### Texto citado
---+---

Me he reconciliado con las novelas de misterio, que me habían dejado un poco empalagada tras un recorrido inacabado por tierras nórdicas, gracias a Harlan Coben y Tana French –espero seguir saboreándolos–. He viajado por el espacio con Lois McMaster Bujold, divirtiéndome con las aventuras de Miles Vorkosigan, lo cual me ha animado a reencontrarme con la ciencia ficción, un género que tenía bastante abandonado. La fantasía, sin embargo, me acompaña con frecuencia, desde las complejas historias de George R.R. Martin hasta las sátiras desopilantes de Terry Pratchett; las he disfrutado todas y voy a seguir disfrutándolas mucho tiempo. Otro inseparable compañero es el humor, tan de agradecer en estos tiempos, de los que he encontrado pequeñas exquisiteces debidas a E.F. Benson, D.E. Stevenson o Jincy Willet, entre otros, que van a continuar paseándose de mi mano. Y, tras revisitar a los clásicos Dickens, Collins o Gaskell, realmente me he relamido los bigotes como un gato con un plato de crema, y me relameré mucho tiempo más.

---+---

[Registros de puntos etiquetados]
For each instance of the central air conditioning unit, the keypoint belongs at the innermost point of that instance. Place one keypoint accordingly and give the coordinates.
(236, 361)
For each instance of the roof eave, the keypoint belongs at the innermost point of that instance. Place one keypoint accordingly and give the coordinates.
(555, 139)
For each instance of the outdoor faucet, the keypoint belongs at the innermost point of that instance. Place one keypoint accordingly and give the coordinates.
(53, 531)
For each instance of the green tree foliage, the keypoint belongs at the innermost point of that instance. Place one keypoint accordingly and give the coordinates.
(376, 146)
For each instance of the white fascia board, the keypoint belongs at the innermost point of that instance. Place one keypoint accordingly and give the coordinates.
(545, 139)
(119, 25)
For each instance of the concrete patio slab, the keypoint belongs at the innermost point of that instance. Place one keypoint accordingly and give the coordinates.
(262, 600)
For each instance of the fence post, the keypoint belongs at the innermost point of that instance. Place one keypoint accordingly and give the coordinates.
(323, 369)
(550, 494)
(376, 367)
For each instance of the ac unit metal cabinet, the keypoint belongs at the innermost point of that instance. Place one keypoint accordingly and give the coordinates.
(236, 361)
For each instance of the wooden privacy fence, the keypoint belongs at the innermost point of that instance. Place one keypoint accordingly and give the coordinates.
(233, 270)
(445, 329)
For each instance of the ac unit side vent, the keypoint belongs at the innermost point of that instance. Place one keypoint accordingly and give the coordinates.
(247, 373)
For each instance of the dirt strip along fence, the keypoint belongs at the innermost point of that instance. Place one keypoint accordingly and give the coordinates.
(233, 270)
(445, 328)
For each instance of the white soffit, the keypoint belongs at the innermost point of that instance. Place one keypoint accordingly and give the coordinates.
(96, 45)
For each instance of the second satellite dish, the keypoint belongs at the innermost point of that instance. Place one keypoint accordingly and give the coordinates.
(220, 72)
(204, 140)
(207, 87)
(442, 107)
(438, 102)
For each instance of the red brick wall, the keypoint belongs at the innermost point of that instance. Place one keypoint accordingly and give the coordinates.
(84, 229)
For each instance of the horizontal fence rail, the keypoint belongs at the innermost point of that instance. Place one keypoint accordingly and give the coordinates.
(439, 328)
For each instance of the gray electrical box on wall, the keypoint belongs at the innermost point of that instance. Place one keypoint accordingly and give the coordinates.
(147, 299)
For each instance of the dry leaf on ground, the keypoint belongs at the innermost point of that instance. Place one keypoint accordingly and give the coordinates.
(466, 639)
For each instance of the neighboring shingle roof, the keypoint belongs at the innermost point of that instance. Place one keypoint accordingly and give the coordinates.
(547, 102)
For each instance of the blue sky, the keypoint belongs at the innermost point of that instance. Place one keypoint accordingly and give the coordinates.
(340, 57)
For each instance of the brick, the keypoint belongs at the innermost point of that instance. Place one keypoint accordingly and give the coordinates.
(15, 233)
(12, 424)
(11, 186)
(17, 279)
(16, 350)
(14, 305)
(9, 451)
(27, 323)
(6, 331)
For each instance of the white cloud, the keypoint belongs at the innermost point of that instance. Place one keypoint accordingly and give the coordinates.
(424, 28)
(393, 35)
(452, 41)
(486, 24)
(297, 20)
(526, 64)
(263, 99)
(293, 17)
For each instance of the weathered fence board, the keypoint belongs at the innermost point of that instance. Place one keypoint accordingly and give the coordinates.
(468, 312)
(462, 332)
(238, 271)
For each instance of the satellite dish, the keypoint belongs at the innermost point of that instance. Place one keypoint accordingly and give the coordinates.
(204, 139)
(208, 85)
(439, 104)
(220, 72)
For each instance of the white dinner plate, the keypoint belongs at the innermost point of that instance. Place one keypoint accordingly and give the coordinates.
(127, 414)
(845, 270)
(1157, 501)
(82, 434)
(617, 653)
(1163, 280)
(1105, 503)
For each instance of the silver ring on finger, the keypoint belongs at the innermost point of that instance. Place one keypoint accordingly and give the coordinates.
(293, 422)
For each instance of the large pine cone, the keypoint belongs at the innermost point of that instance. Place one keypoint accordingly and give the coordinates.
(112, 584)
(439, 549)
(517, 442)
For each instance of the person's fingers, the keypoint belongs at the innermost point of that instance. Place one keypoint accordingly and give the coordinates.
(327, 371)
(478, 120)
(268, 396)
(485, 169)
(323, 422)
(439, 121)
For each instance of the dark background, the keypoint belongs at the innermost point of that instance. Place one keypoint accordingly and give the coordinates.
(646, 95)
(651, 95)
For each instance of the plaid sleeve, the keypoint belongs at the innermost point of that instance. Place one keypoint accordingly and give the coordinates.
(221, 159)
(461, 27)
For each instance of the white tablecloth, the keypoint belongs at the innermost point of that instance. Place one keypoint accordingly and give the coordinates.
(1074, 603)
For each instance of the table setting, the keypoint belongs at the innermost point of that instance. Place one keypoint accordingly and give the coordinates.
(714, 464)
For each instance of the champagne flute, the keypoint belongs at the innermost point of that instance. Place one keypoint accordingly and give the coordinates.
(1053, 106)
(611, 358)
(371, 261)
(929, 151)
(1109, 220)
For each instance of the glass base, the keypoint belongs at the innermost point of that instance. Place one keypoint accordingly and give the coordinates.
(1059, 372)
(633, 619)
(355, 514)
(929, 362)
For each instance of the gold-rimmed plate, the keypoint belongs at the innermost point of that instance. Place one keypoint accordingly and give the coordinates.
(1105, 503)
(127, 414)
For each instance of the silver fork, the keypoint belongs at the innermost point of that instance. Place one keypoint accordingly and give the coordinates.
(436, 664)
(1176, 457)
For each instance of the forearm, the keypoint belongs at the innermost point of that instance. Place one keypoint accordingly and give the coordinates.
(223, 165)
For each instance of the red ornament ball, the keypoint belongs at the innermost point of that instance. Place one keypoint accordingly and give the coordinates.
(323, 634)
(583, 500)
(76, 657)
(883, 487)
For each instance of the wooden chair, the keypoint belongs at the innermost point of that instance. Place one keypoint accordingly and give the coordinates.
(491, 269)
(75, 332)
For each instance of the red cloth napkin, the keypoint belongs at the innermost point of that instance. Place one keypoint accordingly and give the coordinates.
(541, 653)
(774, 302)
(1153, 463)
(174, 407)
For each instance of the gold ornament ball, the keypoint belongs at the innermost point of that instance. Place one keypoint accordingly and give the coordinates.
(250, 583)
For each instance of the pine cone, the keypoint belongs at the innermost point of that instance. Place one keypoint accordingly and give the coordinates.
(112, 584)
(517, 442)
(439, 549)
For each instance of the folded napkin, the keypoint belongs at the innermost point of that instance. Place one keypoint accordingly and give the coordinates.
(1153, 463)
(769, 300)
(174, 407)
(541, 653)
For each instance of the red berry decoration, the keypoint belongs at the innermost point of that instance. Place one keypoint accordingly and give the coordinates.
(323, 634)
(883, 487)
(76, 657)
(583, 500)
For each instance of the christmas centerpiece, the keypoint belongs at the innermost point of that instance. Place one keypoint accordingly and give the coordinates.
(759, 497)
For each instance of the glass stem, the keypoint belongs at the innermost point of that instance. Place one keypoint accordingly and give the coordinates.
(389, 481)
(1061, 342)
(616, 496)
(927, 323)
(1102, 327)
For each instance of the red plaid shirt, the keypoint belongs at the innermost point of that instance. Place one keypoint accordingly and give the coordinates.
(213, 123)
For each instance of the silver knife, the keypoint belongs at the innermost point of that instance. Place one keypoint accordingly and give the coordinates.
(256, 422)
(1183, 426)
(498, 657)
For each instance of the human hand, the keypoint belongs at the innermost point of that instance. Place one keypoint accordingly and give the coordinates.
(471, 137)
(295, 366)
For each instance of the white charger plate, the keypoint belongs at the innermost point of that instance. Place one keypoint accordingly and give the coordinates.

---+---

Responde a partir del texto citado:
1. ¿De qué personaje se mencionan las aventuras en el viaje por el espacio?
2. ¿A qué autor se atribuyen las sátiras desopilantes?
3. ¿Qué clásicos se nombran como revisitados?
Las filas proceden de otra fuente.

### Respuesta del ejercicio
1. Miles Vorkosigan.
2. Terry Pratchett.
3. Dickens, Collins y Gaskell.